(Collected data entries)
***

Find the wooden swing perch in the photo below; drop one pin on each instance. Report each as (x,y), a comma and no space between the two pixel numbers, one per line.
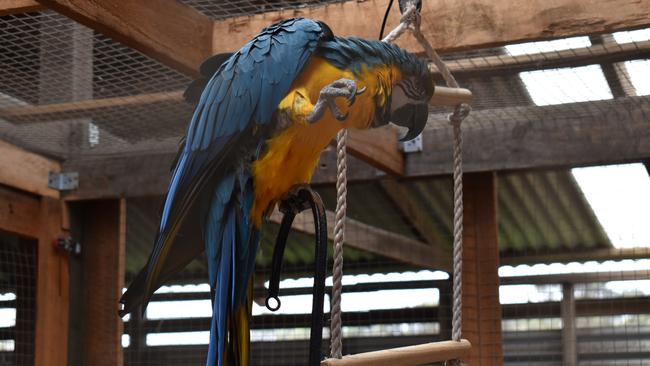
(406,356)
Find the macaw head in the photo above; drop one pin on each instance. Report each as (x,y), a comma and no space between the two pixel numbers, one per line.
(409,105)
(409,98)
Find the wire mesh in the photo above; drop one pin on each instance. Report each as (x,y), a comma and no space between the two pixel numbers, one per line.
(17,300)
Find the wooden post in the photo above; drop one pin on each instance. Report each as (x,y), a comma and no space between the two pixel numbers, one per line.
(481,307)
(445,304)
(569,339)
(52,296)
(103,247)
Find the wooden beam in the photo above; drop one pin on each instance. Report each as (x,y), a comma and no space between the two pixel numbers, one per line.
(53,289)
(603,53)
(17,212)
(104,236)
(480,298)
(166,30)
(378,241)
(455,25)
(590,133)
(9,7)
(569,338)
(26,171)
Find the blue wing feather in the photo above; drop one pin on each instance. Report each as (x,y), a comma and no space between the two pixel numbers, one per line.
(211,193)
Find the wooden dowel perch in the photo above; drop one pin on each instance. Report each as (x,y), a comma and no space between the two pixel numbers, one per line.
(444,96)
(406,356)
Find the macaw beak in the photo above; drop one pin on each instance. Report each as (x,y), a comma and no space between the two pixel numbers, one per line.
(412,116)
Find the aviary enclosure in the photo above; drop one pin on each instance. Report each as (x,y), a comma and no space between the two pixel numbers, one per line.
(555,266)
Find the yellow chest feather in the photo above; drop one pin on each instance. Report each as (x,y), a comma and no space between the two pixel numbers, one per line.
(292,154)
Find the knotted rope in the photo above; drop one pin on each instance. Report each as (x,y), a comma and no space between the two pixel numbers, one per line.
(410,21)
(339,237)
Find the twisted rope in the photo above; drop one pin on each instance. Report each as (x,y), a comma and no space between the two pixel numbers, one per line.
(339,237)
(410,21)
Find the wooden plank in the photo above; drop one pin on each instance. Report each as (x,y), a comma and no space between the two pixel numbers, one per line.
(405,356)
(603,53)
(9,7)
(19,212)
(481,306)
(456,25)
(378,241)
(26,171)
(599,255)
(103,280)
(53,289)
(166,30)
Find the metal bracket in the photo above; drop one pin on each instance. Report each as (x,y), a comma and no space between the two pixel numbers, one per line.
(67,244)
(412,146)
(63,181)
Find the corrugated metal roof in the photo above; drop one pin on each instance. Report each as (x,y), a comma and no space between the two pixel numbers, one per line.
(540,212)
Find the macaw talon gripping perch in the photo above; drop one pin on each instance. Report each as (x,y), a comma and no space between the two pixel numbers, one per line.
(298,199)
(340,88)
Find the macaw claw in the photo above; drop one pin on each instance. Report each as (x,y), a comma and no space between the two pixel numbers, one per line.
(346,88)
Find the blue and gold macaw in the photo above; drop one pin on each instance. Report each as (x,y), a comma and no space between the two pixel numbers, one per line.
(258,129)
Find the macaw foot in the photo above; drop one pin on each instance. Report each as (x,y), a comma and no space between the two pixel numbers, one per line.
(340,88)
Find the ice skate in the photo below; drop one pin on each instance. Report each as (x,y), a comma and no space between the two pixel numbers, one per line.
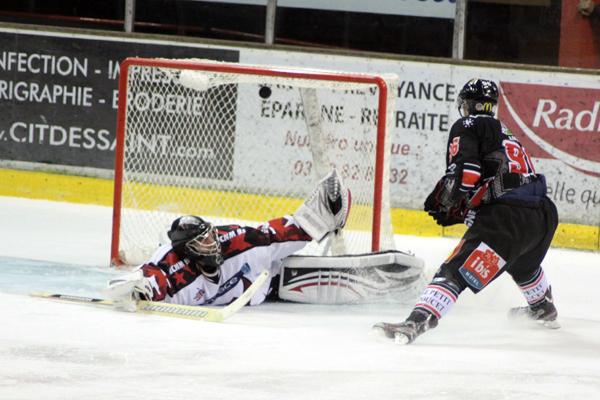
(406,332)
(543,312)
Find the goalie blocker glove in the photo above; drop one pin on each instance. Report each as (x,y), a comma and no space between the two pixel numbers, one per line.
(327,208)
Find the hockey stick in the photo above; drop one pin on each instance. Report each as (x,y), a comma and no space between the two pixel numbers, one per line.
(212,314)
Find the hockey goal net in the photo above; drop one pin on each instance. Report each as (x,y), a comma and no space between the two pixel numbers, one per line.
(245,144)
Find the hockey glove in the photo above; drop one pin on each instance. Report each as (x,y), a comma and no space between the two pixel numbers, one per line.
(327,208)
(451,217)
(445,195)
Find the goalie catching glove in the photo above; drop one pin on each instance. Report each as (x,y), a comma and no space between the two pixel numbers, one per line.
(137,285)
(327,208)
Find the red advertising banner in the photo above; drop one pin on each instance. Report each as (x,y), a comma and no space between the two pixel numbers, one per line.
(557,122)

***

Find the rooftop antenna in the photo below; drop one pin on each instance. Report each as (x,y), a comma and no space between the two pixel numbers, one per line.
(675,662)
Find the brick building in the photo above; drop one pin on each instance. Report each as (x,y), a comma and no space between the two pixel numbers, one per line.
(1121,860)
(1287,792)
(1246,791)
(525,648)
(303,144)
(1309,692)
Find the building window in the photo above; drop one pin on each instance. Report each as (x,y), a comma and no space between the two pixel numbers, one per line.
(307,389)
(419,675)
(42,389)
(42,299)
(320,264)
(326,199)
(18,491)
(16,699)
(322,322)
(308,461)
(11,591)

***

Prompt — Copy out every line in the material that contains the string "goalie".

Exercise result —
Find the goalie blocker glove in the photo above; drop one pin on each instance. Report each as (x,y), a comma and no space between the two pixel numbers, one per line.
Find the goalie catching glove in the photo above; drop one pin on each instance. Report each as (x,y), a comma and no space between the two pixel numbers, one per line.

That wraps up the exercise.